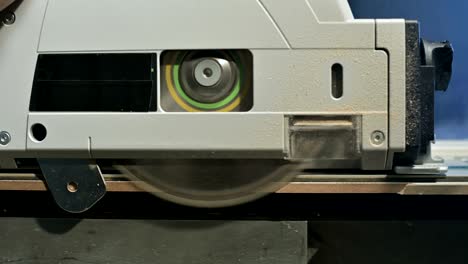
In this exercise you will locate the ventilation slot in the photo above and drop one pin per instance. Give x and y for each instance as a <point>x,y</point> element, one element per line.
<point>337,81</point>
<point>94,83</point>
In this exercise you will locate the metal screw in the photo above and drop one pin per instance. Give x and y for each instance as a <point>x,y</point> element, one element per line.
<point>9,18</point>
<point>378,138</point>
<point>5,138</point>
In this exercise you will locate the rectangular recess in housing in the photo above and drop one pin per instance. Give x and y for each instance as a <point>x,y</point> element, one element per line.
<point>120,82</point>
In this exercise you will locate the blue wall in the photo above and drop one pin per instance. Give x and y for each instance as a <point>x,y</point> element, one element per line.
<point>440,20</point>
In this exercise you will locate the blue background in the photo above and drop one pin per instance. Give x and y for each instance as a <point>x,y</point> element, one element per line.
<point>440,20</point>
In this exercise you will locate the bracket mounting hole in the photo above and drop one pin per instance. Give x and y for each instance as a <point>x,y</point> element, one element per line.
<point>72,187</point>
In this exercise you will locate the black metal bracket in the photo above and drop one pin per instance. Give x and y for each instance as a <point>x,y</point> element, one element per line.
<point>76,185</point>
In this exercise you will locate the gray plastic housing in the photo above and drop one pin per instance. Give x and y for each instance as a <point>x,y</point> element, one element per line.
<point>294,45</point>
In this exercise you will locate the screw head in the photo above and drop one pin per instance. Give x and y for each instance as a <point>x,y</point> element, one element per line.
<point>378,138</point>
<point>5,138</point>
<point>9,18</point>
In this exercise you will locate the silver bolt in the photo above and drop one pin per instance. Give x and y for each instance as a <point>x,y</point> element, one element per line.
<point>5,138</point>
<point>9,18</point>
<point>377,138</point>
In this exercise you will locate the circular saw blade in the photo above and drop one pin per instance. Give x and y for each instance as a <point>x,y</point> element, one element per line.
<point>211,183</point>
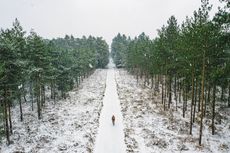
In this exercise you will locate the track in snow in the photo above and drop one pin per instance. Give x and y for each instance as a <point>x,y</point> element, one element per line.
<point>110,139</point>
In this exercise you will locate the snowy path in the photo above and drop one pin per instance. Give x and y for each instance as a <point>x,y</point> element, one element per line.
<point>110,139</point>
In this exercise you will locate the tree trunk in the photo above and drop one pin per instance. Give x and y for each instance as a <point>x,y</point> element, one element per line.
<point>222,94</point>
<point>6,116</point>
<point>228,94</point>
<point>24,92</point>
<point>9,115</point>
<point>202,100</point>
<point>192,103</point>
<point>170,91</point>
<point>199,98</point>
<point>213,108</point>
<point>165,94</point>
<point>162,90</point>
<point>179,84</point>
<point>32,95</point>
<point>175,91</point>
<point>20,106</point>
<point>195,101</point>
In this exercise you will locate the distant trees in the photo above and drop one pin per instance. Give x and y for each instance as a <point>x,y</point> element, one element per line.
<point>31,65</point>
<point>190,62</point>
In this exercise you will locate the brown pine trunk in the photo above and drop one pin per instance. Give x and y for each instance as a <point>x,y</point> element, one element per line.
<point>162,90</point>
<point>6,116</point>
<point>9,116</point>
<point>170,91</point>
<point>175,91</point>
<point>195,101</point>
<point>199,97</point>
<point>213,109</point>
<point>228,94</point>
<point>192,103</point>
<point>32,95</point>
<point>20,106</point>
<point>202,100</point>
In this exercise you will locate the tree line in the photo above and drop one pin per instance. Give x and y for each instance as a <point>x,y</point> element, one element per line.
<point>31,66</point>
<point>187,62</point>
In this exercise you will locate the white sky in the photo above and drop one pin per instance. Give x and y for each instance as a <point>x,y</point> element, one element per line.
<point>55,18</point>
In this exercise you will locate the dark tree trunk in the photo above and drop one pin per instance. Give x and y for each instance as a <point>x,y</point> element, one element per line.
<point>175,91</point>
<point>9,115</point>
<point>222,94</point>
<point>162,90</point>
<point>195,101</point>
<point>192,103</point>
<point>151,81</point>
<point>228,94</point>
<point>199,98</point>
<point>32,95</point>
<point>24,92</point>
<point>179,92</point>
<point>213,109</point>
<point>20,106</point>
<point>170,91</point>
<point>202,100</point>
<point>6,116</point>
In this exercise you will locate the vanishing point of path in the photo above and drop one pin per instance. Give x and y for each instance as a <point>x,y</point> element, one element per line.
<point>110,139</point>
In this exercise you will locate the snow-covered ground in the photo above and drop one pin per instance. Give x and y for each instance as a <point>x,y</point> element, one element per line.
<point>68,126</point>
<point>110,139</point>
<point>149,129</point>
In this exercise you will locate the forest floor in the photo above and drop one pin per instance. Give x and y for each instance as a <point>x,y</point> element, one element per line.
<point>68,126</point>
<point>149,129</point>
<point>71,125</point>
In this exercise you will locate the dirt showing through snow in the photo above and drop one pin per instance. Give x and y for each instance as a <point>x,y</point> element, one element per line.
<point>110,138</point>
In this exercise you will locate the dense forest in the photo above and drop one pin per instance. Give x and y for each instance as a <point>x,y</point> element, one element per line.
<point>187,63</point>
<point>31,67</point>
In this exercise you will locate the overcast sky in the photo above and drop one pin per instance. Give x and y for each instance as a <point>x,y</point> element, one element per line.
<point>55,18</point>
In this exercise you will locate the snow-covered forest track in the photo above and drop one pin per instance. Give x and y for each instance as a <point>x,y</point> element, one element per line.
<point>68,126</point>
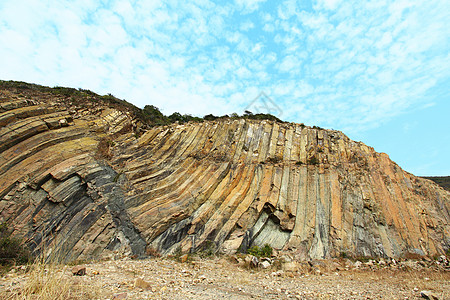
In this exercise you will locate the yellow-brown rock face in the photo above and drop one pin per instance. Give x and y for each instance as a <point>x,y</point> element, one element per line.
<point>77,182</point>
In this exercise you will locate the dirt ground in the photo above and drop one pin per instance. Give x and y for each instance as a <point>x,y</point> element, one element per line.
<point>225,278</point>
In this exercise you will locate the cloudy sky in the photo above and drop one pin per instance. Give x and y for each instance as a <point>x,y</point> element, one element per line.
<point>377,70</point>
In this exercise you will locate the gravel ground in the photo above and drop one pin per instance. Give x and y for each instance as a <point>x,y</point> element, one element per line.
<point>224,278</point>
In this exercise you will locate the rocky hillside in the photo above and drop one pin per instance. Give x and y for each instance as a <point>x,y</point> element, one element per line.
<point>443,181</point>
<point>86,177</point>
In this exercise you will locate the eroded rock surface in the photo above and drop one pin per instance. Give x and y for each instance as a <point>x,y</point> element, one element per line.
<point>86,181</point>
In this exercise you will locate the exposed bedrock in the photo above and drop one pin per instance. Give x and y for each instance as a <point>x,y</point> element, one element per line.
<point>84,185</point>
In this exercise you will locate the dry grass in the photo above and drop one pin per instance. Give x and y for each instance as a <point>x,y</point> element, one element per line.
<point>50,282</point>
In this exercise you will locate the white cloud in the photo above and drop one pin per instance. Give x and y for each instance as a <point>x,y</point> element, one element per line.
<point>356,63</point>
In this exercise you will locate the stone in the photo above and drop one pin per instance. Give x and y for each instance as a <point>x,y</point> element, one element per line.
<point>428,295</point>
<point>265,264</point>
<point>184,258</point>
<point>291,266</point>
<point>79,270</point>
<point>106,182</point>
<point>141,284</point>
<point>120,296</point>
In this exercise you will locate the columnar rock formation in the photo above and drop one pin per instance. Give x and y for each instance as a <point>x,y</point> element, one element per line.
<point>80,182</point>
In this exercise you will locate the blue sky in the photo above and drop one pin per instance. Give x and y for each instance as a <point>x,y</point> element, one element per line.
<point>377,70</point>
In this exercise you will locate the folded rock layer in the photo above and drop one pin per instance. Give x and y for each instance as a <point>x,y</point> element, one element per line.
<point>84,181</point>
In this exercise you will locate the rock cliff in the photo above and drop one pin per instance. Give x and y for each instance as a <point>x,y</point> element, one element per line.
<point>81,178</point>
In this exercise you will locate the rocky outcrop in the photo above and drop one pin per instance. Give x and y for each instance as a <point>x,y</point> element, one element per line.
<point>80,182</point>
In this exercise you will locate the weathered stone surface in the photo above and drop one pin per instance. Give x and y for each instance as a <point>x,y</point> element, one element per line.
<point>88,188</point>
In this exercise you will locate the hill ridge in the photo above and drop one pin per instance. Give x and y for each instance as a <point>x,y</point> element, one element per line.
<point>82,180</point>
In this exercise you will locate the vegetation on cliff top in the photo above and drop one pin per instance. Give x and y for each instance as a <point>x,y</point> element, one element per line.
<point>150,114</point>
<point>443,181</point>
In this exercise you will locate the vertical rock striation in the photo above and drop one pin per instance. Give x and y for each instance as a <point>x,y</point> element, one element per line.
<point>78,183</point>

> ACTIVITY
No line before the one containing "In this exercise you will locate the folded" belongs in the answer; give again exactly that line and all lines after it through the end of the data.

> TASK RESPONSE
In this exercise you will locate the folded rock layer in the photo above and drop one pin per instance. Give x and y for each instance as a <point>x,y</point> element, one element per line.
<point>84,181</point>
In this exercise you will locate the rock cliff in the photo above and drop one pin per instance. Give x and y for each instance as a <point>x,y</point> element, one element per line.
<point>81,178</point>
In this exercise you will locate the rocky outcrop in the photo above and drop one pin per instance. Give x and y for each instance as a <point>x,y</point> element, one element per line.
<point>80,182</point>
In this exercise you will locate the weathered stone surface in the photo above and drop one pin per instance. Give x and y for each instance as a <point>x,y</point> element, one element per line.
<point>88,188</point>
In this exercise you will locate the hill ridge in the photo above and drop one pin per instance. Give x and y for each instance as a <point>x,y</point> element, one element per line.
<point>82,180</point>
In this exercise you will locate the vegetation on cliff top in the photo above and drop one pin per instance. Give x and y for each instance as a <point>x,y</point> element, one element per line.
<point>150,114</point>
<point>443,181</point>
In this exercise you will locate the vertical rock striation in the photo above and drop one pin per instance. Give x and y for each instance as a <point>x,y</point> element, one element per line.
<point>78,183</point>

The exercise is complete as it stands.